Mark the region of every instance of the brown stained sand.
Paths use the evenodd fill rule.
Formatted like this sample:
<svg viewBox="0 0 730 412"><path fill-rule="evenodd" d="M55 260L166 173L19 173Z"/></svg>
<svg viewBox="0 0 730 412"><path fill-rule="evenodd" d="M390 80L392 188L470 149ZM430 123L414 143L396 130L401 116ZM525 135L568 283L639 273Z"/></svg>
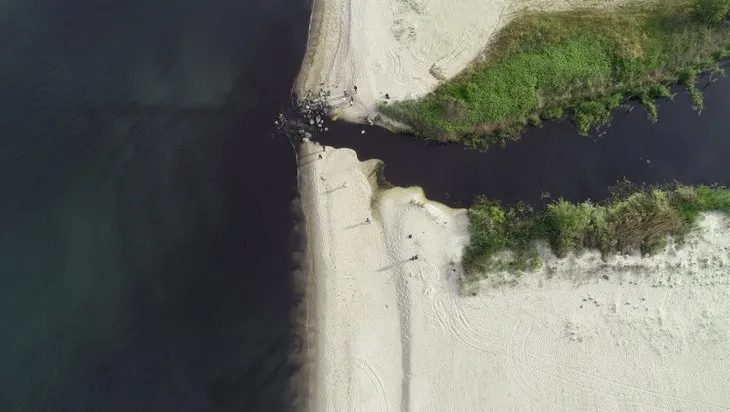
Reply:
<svg viewBox="0 0 730 412"><path fill-rule="evenodd" d="M704 215L685 245L648 258L543 248L537 272L463 296L465 211L419 188L374 192L376 161L327 148L307 162L320 152L302 147L309 410L730 408L726 216Z"/></svg>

▶ [WRITTEN TASK]:
Lay out each line of the records above as a JSON list of strings, one string per line, and omit blank lines. Leave the pictures out.

▶ [FULL ANSWER]:
[
  "Mark the region of every instance of the brown stained sand.",
  "Paths use the evenodd fill rule.",
  "Formatted like this sample:",
  "<svg viewBox=\"0 0 730 412\"><path fill-rule=\"evenodd\" d=\"M55 260L166 173L19 173Z\"/></svg>",
  "<svg viewBox=\"0 0 730 412\"><path fill-rule=\"evenodd\" d=\"M390 80L392 188L470 149ZM430 123L414 143L396 130L401 116ZM525 135L568 283L639 273Z\"/></svg>",
  "Reply:",
  "<svg viewBox=\"0 0 730 412\"><path fill-rule=\"evenodd\" d=\"M704 215L685 245L648 258L543 248L537 272L463 296L465 211L419 188L374 192L376 161L327 148L307 162L320 152L302 147L309 410L730 408L726 216Z\"/></svg>"
]